Americans Want Stronger Safety Net For Older Adults

Social Security remains broadly popular, and as the U.S. population ages, more Americans think the government should do more to help families care for older adults, according to Cornell-led research investigating shifting attitudes about aging policy.

Between 1984 and 2022, support for increased spending on Social Security grew to nearly 58%, up more than 8 percentage points, according to the researchers' analysis of nationally representative surveys. The increase reflects a narrowing of the gap between Democrats and Republicans to a nearly negligible level, even as the electorate overall became more polarized, the researchers said.

Meanwhile, half of Americans now favor the government helping older adults to pay for everyday household tasks - such as grocery shopping, cleaning and laundry - up from roughly 38% since 2012, the analysis shows.

"There is strong support for Social Security, as well as the idea that the government should help provide or pay for care for older adults with care needs," said Adriana Reyes, assistant professor in the Cornell Jeb E. Brooks School of Public Policy and in the Department of Sociology. "There's a pretty large consensus that we need to do more, and that's an interesting and important shift in thinking."

Reyes is the first author of "Attitudes Toward Government Supports for Older Adults in the U.S. (1984-2022)," published June 29 in the Journal of Aging & Social Policy. Her co-author is Sarah Patterson, research investigator at the Survey Research Center within the University of Michigan's Institute for Social Research.

Each day, roughly 10,000 U.S. adults turn 65, an age when many start to rely more on government support to meet basic needs. Nearly 90% of adults 65 and older receive Social Security, which is projected to reach insolvency within a decade, resulting in benefit cuts. More than half will need some form of caregiving assistance during their lifetime, but government support for caregiving is limited.

"The increasing number of older adults is putting pressure on the Social Security trust fund, but also on programs like Medicare and Medicaid," Reyes said. "We need to think about what we need to do to either strengthen these programs or create new ones to assist older adults."

Try it - In the article on attitudes toward aging policy, why does Reyes say the country needs to strengthen existing programs or create new ones to assist older adults? Answer in one to three sentences.

Information -

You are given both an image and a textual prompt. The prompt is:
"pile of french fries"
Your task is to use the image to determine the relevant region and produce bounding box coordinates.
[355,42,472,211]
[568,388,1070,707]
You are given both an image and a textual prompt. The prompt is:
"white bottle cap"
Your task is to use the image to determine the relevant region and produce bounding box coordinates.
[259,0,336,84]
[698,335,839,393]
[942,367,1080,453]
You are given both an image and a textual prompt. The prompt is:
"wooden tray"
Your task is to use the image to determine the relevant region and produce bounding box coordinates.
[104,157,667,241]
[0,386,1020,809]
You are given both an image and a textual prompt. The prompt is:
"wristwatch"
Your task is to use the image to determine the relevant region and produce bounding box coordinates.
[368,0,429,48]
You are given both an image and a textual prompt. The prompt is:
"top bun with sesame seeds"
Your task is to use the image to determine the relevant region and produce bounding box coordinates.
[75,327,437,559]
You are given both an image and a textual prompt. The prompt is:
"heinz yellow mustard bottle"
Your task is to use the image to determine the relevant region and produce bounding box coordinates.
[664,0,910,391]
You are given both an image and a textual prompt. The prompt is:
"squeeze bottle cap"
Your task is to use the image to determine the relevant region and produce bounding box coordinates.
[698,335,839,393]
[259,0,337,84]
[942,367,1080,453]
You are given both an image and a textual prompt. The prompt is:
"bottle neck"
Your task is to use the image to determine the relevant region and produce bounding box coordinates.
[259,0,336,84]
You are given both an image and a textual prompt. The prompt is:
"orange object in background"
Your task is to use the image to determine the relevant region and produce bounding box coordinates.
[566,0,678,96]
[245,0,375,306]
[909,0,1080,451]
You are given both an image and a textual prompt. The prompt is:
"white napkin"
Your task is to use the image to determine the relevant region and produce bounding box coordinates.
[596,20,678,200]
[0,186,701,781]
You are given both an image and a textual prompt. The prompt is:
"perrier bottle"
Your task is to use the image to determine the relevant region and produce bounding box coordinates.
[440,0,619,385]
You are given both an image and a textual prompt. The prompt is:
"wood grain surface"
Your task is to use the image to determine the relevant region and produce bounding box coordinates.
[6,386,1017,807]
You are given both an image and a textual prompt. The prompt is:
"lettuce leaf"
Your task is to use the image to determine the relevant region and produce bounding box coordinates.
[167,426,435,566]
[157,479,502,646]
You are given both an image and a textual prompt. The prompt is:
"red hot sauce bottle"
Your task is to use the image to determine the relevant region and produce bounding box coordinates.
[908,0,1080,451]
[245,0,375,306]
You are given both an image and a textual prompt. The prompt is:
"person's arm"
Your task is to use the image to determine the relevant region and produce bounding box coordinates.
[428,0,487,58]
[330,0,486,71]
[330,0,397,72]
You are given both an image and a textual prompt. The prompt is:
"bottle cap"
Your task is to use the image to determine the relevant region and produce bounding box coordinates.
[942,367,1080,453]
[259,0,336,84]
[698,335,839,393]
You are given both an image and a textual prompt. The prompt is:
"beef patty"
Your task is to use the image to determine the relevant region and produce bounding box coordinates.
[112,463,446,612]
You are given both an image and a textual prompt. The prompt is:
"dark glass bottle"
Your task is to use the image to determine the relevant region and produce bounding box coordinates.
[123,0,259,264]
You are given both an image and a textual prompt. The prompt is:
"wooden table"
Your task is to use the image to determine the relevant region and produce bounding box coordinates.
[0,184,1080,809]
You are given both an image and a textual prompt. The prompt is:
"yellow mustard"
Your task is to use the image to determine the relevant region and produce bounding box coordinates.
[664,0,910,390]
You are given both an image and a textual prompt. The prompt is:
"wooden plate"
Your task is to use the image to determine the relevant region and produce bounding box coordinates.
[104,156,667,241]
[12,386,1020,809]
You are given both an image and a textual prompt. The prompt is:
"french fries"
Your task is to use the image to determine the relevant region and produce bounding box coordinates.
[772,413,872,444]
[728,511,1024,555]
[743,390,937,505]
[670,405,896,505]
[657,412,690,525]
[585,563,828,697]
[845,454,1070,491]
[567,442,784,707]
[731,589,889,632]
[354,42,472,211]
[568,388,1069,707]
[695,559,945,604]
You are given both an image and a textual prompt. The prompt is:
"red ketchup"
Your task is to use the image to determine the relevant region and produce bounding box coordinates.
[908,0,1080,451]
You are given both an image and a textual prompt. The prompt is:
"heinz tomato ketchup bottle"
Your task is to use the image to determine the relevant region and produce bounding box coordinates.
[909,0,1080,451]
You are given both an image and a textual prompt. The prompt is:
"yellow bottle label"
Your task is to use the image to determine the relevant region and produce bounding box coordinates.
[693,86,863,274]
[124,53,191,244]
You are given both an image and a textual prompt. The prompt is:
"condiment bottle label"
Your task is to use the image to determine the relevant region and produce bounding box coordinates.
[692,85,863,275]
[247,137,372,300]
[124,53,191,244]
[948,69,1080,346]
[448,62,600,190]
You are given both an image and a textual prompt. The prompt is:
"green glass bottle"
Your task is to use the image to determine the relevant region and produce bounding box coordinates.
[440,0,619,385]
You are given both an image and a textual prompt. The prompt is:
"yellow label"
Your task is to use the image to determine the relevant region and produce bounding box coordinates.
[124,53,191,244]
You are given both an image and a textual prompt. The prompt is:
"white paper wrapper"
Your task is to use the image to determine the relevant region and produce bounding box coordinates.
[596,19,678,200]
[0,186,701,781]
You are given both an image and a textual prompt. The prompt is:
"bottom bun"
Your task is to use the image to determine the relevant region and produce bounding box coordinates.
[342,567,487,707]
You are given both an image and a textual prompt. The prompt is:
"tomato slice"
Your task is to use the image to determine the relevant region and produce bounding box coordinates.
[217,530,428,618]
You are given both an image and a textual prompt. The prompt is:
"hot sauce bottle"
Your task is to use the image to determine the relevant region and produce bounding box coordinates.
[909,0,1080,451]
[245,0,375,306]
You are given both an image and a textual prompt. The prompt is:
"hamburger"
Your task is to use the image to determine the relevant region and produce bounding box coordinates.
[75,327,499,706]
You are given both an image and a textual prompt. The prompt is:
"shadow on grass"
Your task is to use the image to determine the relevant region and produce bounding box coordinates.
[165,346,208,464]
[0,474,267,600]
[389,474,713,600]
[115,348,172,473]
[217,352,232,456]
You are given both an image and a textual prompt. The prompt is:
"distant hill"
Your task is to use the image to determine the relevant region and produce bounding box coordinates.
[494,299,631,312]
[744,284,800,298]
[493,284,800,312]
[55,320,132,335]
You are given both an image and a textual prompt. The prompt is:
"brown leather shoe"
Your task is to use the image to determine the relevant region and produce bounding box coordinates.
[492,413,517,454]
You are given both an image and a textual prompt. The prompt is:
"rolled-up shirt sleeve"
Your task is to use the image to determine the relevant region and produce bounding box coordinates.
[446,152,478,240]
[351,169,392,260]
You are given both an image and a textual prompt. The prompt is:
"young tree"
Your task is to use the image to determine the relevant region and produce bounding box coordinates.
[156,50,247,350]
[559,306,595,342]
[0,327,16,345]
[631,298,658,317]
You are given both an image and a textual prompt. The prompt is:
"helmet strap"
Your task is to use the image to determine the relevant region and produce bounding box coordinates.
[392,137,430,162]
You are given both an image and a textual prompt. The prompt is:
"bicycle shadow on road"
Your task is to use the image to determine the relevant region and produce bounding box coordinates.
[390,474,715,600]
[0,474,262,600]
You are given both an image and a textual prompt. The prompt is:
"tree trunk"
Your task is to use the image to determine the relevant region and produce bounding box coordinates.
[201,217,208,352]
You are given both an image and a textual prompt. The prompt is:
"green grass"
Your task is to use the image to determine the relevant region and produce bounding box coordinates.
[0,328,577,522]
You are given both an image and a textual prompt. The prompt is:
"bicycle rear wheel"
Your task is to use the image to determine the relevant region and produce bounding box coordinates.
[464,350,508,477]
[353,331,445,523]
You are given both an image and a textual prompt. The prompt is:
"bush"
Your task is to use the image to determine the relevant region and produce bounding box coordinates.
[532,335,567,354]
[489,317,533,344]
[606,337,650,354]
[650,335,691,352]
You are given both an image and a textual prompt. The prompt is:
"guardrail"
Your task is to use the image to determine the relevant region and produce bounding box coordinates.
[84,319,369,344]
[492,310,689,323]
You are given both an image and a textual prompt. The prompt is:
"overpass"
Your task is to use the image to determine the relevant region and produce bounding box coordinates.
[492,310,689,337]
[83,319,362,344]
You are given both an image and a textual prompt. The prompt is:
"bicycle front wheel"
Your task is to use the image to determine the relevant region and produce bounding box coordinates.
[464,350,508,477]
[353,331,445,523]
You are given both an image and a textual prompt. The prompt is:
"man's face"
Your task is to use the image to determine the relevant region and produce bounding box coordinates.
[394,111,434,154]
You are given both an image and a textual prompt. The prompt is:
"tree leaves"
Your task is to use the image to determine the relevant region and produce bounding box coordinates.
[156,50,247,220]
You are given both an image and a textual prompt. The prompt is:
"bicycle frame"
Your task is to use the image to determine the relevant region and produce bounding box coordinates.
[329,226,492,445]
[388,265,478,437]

Task output - Reyes says this because the growing number of older adults is putting pressure on the Social Security trust fund and on programs such as Medicare and Medicaid.